Can you repeat the Newfield Exploration article, everything from "Strengthening the core" down to "its oil exposure.", substituting "producer" for "driller"?

Source excerpt:
════

Newfield Exploration (NYSE:NFX) is an independent oil and gas exploration company focused around onshore U.S. drilling. However, that wasn't always the case. With the heavy lifting of a corporate makeover done, it's time for Newfield to shine—and there's good reason to believe its stock will keep heading higher as investors recognize the changes taking place.
Strengthening the core
Since 2009, Newfield Exploration has sold roughly $2 billion of non-core assets. That includes assets in the Gulf of Mexico, Malaysia, and non-core domestic plays. The ultimate goal has been two-fold. First the driller wanted to focus around a smaller number of core plays. Second, it wanted to increase its oil exposure.
Although Newfield still has a drilling investment in China that it's looking to sell (sales plans were delayed by drilling issues that are being worked through), it is now primarily focused around just four U.S. onshore plays. And, with a mixture of sales and select purchases, at the start of 2014 oil and natural gas liquids made up roughly half of the company's portfolio.
Unlike natural gas prices, which have been lumbering along at historically low levels, oil prices have been fairly strong. So this shift alone is substantial, with a year-over-year oil production increase of over 30% in the second quarter. However, the other benefit of the company's renewed focus on a smaller number of plays is improving operations. CEO Lee Boothby made a point of saying that, "Newfield's focused portfolio is more alike than different today," during the second quarter conference call.
This is important. For example, the company's Uteland Butte drill time has fallen from an average of about 45 days to 31 days recently. And since Newfield's properties are similar, lessons learned from one area can be used to improve results at its other locations. So continued improvement across the business is highly likely.

════

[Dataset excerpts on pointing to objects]

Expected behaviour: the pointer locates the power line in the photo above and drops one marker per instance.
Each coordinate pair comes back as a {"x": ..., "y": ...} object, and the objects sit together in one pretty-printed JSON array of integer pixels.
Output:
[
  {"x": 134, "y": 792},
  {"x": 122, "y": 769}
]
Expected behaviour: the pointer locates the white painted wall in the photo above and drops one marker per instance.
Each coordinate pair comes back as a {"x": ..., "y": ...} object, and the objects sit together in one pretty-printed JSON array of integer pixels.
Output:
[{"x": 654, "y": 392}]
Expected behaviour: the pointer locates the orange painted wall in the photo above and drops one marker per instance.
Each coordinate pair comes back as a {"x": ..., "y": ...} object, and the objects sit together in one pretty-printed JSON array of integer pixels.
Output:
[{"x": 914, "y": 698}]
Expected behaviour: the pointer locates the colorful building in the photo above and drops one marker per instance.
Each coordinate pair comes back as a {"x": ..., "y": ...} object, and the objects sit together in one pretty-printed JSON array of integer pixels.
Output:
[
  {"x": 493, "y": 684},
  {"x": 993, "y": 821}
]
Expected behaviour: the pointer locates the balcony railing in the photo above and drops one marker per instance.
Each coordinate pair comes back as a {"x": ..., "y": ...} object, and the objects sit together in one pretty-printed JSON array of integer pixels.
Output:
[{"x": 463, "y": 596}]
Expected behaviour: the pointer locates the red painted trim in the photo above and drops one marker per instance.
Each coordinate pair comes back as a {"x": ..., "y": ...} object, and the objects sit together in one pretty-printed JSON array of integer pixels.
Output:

════

Task output:
Strengthening the core
Since 2009, Newfield Exploration has sold roughly $2 billion of non-core assets. That includes assets in the Gulf of Mexico, Malaysia, and non-core domestic plays. The ultimate goal has been two-fold. First the producer wanted to focus around a smaller number of core plays. Second, it wanted to increase its oil exposure.